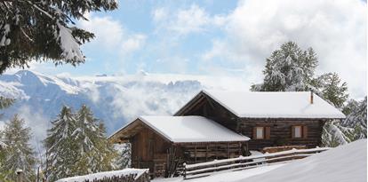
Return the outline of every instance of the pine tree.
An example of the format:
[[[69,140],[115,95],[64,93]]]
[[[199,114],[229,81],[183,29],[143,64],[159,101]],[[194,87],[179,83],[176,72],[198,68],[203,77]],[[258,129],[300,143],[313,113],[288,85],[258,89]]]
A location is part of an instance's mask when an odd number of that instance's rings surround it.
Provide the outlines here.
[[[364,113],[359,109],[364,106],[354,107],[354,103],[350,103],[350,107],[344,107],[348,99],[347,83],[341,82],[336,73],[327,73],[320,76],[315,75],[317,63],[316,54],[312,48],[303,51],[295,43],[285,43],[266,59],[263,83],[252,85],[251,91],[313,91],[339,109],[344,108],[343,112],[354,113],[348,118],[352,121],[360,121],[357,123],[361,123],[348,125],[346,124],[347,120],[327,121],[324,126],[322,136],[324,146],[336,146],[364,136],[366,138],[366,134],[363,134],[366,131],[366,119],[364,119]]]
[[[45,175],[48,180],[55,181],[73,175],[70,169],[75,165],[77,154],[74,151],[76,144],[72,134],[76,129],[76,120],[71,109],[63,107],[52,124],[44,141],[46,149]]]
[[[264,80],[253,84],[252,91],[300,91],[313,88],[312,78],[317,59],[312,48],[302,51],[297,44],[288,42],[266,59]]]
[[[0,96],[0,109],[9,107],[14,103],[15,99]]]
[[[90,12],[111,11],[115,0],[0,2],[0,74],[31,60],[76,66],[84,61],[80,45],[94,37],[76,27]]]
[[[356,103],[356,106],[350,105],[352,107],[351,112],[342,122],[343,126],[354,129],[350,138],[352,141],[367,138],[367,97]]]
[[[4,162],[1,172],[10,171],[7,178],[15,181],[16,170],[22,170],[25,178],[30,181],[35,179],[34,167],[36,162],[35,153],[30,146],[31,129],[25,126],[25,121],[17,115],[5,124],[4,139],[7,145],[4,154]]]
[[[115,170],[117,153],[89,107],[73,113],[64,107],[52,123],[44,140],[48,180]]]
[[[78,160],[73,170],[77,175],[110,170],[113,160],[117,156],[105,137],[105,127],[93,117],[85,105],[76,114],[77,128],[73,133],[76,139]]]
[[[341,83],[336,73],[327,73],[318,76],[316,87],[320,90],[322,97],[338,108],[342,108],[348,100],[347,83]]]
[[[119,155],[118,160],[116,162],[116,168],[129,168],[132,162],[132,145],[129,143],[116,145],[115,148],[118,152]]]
——
◆ **TO DO**: All of the data above should be quoted exactly, except for the pictures.

◆ **RESULT OF THIS EXERCISE**:
Return the outline of every instance of the pine tree.
An example of the format:
[[[69,140],[115,95],[64,93]]]
[[[199,114],[229,81],[183,29],[143,64],[159,101]],[[194,87],[179,83],[176,72],[198,68],[203,77]],[[258,129],[300,143],[313,113],[288,85],[258,89]]]
A location is part of an instance's mask when an odd number of that instance's rings surround it.
Provide the outlines here.
[[[364,113],[359,109],[364,106],[354,107],[354,103],[350,103],[350,107],[344,107],[348,99],[347,83],[341,82],[336,73],[327,73],[320,76],[315,75],[317,63],[316,54],[312,48],[303,51],[295,43],[285,43],[266,59],[263,83],[252,85],[251,91],[313,91],[339,109],[344,108],[343,112],[354,113],[348,118],[352,121],[360,121],[357,123],[361,123],[348,125],[346,124],[347,120],[327,121],[324,126],[322,136],[324,146],[336,146],[364,136],[366,138],[366,134],[363,134],[366,131],[366,119],[364,119]]]
[[[45,175],[48,180],[55,181],[73,175],[70,169],[75,165],[77,154],[74,151],[76,144],[72,134],[76,129],[76,120],[71,109],[63,107],[52,124],[44,141],[46,149]]]
[[[264,80],[253,84],[252,91],[300,91],[313,88],[312,78],[317,59],[312,48],[302,51],[297,44],[288,42],[266,59]]]
[[[0,96],[0,109],[9,107],[14,103],[15,99]]]
[[[90,12],[111,11],[115,0],[0,2],[0,74],[31,60],[76,66],[84,61],[80,45],[94,37],[76,27]]]
[[[356,103],[356,106],[350,105],[352,107],[351,112],[342,122],[343,126],[354,129],[350,138],[352,141],[367,138],[367,97]]]
[[[4,162],[1,172],[10,171],[7,178],[15,181],[16,170],[22,170],[25,178],[30,181],[35,179],[34,167],[36,162],[35,153],[30,146],[31,129],[25,126],[25,121],[17,115],[5,124],[4,139],[7,145],[4,154]]]
[[[115,170],[117,153],[89,107],[73,113],[64,107],[52,123],[44,140],[48,180]]]
[[[78,160],[73,170],[77,175],[110,170],[113,160],[117,156],[105,137],[105,127],[93,117],[85,105],[76,114],[77,128],[73,133],[76,139]]]
[[[341,83],[336,73],[327,73],[318,76],[316,87],[320,90],[322,97],[338,108],[342,108],[348,100],[347,83]]]
[[[119,155],[118,160],[116,162],[116,168],[129,168],[132,162],[132,145],[129,143],[116,145],[115,148],[118,152]]]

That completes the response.